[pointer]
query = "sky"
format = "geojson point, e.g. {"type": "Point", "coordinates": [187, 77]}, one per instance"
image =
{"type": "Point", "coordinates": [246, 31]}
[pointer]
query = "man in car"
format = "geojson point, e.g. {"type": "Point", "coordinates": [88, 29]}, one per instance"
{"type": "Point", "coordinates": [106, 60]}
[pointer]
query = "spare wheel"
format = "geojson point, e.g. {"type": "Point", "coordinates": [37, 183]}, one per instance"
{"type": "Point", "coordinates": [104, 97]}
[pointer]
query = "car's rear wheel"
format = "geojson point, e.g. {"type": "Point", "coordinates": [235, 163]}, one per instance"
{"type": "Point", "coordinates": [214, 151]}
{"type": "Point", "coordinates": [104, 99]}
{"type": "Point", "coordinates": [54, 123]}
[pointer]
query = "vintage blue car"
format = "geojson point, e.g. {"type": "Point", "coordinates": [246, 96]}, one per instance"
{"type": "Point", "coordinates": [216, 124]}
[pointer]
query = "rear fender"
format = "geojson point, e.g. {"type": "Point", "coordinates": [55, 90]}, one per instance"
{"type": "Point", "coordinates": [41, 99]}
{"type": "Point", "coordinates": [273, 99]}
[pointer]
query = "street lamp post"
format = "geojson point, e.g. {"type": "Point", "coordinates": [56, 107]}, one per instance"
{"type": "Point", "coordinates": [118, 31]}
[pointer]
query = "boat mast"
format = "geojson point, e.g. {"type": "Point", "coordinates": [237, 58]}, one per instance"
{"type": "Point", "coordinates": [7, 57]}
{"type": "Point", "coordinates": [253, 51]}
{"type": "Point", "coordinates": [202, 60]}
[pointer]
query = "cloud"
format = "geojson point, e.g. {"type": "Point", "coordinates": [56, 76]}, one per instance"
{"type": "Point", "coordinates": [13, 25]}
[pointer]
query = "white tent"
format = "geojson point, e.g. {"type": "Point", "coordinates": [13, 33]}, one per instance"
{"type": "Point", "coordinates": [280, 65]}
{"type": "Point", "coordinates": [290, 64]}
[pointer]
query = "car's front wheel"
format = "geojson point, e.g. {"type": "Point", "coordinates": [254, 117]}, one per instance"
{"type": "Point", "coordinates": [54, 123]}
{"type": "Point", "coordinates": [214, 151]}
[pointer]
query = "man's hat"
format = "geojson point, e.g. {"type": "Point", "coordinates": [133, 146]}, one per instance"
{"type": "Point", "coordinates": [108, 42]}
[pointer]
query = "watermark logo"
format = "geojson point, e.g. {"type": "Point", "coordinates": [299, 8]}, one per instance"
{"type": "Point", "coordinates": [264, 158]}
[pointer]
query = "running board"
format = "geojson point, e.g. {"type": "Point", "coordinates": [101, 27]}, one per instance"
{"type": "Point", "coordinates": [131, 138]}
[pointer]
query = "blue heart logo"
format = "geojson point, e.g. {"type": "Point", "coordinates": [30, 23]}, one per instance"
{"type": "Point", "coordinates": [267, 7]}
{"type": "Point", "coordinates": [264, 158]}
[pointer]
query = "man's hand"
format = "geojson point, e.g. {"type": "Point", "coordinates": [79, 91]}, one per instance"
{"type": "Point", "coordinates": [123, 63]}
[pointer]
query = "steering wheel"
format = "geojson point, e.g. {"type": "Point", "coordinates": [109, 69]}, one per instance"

• Try it: What is needed is how many lines of the listing include the string "logo", given as a bare number.

• Result: 2